* _Your instructions_
Render this sentence from the essay on Covid and monkeypox in Spanish: "Advertisements reminiscent of 1940s wartime exhortations to “do our part” appeared in public spaces."

* _Extract_
==================================================

Though the over-the-top demands for changing behavior during Covid are opposite the monkeypox approach on one level, they fit perfectly into the egoist worldview.

A man receives a booster dose of Pfizer's COVID-19 vaccine in this undated photo. (CNS photo/Yves Herman, Reuters)

Consider the world’s two most novel diseases. When the first, Covid-19, traversed the globe with record alacrity, people were both required by law and urged by society to “stop the spread.” Lockdowns. Remote work. Shuttered schools. Masks. Social distancing. Hospitals and nursing homes sealed off from loved ones. Mandatory vaccination.

The key to stopping Covid’s spread, we were told, was to change our behavior, and to do so cheerfully for the sake of our family members, friends, neighbors, co-workers, and the general public. Advertisements reminiscent of 1940s wartime exhortations to “do our part” appeared in public spaces. To ensure public health we were urged to “mask up,” to stay six feet apart, to avoid large gatherings, to test for Covid often, to isolate ourselves should we become sick.

Violations of these required new behaviors, from wearing a mask below the nose to refusing vaccination, were often met by stern judgments: “You’re killing my grandmother by your careless behavior!” A few who failed to comply suffered the far worse fate of losing their livelihoods. Individual preferences and comforts, the exhortation ran, had to yield to the health of the wider community.

In May 2022, a second disease, monkeypox, suddenly began spreading in Europe and the United States. Unlike the airborne Covid that spreads unwittingly, monkeypox is spread primarily by men who have sex with men. It could be contained, then, should men cease from such behavior.

But, unlike with Covid, the public health authorities are not asking for self-sacrifice or behavior changes from anyone to stop the spread of monkeypox. Instead, agencies such as the New York City Health Department have vacillated on rendering health guidance because, one health official explained, telling homosexual men to abstain from sex “shifts blame onto gay men for the outbreak and could lead them to view public health authorities with distrust.”

Instead, so that these at-risk men can continue to behave as they wish, vaccines have been sent deliberately to areas with high homosexual populations. No public judgment is forthcoming. The message from health authorities is clear: We will get you medicine so you can continue to do as you please.

==================================================

[Region pointing data]

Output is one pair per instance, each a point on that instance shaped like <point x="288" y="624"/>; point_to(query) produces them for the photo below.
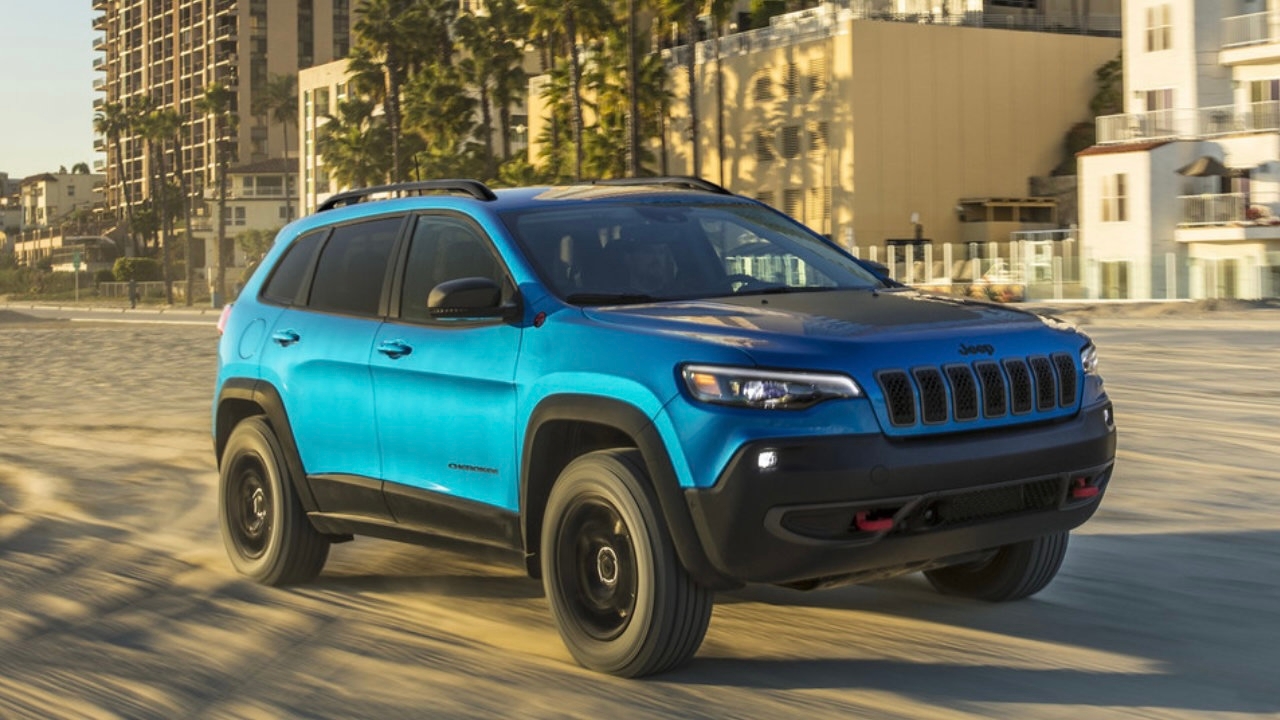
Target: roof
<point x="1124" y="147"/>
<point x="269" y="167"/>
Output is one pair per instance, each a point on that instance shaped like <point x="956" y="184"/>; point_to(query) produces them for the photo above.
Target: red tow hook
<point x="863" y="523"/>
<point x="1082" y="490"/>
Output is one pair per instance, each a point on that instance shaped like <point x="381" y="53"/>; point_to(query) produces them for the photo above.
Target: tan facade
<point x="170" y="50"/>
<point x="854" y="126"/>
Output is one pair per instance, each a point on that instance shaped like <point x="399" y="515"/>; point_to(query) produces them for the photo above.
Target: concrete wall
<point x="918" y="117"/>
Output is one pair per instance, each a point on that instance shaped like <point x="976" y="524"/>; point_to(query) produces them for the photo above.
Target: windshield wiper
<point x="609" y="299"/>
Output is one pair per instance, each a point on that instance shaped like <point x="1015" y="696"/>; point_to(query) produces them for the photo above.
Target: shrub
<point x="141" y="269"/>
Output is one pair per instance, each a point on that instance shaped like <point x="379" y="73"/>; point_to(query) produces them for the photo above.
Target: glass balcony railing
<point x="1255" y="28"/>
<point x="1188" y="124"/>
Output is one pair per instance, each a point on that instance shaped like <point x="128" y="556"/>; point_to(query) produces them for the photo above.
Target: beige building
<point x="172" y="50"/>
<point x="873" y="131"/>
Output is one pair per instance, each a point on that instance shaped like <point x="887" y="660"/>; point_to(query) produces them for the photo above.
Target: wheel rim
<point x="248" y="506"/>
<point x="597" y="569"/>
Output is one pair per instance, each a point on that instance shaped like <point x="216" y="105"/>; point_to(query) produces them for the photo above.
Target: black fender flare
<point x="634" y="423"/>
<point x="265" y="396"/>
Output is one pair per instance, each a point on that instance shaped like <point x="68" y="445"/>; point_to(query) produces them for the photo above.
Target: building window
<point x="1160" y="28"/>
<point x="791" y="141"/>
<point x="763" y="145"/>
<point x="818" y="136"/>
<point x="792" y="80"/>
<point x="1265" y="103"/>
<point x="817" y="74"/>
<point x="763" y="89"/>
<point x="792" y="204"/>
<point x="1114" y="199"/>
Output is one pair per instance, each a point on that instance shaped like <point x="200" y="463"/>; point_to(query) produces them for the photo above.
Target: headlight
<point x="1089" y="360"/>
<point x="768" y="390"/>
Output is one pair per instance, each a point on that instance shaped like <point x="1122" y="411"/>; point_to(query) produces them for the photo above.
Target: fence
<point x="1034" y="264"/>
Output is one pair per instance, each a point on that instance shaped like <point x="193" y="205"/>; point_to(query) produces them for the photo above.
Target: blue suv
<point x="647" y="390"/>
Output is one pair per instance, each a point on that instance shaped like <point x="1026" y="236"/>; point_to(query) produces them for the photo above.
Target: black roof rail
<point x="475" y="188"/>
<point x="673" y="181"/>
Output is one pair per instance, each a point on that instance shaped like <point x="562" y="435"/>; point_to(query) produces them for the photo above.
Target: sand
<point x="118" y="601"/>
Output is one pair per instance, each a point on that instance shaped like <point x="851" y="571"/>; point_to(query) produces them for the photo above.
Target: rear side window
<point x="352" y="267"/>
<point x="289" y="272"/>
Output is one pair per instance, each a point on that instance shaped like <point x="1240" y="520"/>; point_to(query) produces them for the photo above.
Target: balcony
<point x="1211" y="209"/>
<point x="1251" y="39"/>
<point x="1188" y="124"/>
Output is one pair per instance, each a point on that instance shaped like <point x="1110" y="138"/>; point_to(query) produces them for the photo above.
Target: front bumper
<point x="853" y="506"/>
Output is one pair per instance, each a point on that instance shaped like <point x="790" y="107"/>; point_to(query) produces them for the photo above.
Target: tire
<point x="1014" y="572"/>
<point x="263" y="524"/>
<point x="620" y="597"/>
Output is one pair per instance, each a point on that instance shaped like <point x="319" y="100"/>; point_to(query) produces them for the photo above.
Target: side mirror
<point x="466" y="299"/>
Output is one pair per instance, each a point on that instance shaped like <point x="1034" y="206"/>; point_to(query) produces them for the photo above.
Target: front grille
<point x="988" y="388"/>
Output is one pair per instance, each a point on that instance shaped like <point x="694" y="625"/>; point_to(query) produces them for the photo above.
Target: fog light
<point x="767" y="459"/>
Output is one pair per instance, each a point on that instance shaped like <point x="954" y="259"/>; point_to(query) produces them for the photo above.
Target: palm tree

==================================================

* _Completed task_
En los espacios públicos aparecieron anuncios que recordaban las exhortaciones de tiempos de guerra de la década de 1940 a “poner de nuestra parte”.